**Written problem:** Copy out all of the material below, changing each "target" to "label" and leaving everything else the same.

━━━━━━━━━━

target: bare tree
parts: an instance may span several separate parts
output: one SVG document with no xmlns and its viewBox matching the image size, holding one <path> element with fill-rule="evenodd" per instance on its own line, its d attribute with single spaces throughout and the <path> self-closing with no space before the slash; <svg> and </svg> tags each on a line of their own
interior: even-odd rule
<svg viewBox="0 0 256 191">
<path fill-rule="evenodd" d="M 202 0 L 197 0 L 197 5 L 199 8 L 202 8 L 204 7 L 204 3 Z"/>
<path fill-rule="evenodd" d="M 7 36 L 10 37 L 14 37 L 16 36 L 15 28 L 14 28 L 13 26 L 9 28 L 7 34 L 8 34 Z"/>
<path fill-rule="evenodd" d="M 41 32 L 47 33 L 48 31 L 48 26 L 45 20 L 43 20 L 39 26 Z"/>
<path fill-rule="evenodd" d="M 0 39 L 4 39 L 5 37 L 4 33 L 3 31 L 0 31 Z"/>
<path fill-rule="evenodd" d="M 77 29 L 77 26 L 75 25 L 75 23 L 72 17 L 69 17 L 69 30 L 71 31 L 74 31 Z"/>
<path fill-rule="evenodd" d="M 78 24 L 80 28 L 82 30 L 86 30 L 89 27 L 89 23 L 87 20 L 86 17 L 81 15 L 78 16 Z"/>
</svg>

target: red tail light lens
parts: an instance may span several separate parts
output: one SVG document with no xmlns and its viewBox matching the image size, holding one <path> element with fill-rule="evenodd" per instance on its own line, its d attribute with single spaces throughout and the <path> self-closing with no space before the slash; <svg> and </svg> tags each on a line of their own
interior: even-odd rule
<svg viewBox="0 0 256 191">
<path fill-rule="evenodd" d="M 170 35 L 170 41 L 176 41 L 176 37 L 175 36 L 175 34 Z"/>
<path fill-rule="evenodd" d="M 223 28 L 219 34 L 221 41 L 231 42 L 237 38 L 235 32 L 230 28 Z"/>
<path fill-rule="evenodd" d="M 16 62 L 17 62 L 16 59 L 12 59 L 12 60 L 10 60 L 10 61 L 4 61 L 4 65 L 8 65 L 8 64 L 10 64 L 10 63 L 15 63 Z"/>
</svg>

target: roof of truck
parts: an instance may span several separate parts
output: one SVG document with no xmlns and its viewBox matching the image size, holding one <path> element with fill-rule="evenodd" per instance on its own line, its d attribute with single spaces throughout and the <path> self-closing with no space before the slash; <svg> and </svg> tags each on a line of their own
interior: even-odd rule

━━━━━━━━━━

**Solution to this task:**
label: bare tree
parts: an instance may span several separate parts
output: one SVG document with no xmlns and its viewBox matching the image size, holding one <path> element with fill-rule="evenodd" per instance on its own line, its d attribute with single spaces throughout and the <path> self-closing with no space before the slash; <svg> and </svg> tags each on a line of their own
interior: even-odd rule
<svg viewBox="0 0 256 191">
<path fill-rule="evenodd" d="M 202 0 L 197 0 L 197 5 L 199 8 L 202 8 L 204 7 L 204 3 Z"/>
<path fill-rule="evenodd" d="M 7 36 L 10 37 L 14 37 L 16 36 L 15 28 L 14 28 L 13 26 L 9 28 L 7 34 L 8 34 Z"/>
<path fill-rule="evenodd" d="M 41 32 L 47 33 L 48 31 L 48 26 L 45 20 L 43 20 L 39 26 Z"/>
<path fill-rule="evenodd" d="M 0 39 L 4 39 L 5 37 L 4 33 L 3 31 L 0 31 Z"/>
<path fill-rule="evenodd" d="M 77 29 L 77 26 L 75 25 L 75 23 L 72 17 L 69 17 L 69 30 L 71 31 L 74 31 Z"/>
<path fill-rule="evenodd" d="M 78 24 L 80 28 L 82 30 L 86 30 L 89 27 L 89 23 L 87 20 L 86 17 L 81 15 L 78 16 Z"/>
</svg>

label: red tail light lens
parts: an instance may span several separate parts
output: one SVG document with no xmlns and its viewBox matching the image size, holding one <path> element with fill-rule="evenodd" per instance on its own line, its d attribute with single spaces throughout and the <path> self-closing with no space before the slash; <svg> and </svg> tags each on a line of their own
interior: even-odd rule
<svg viewBox="0 0 256 191">
<path fill-rule="evenodd" d="M 170 35 L 170 41 L 176 41 L 176 37 L 175 36 L 175 34 Z"/>
<path fill-rule="evenodd" d="M 223 28 L 219 34 L 221 41 L 231 42 L 237 38 L 235 32 L 230 28 Z"/>
<path fill-rule="evenodd" d="M 16 62 L 17 62 L 16 59 L 12 59 L 12 60 L 10 60 L 10 61 L 4 61 L 4 65 L 8 65 L 8 64 L 10 64 L 10 63 L 15 63 Z"/>
</svg>

label: roof of truck
parts: an instance may span several separate parts
output: one SVG document with no xmlns and its viewBox matching the image size, holding one <path> element with fill-rule="evenodd" per instance on its own line, its d attribute with single spaces throughout and the <path> self-closing with no space before the slash; <svg> and </svg> tags each on a line of their own
interior: even-odd rule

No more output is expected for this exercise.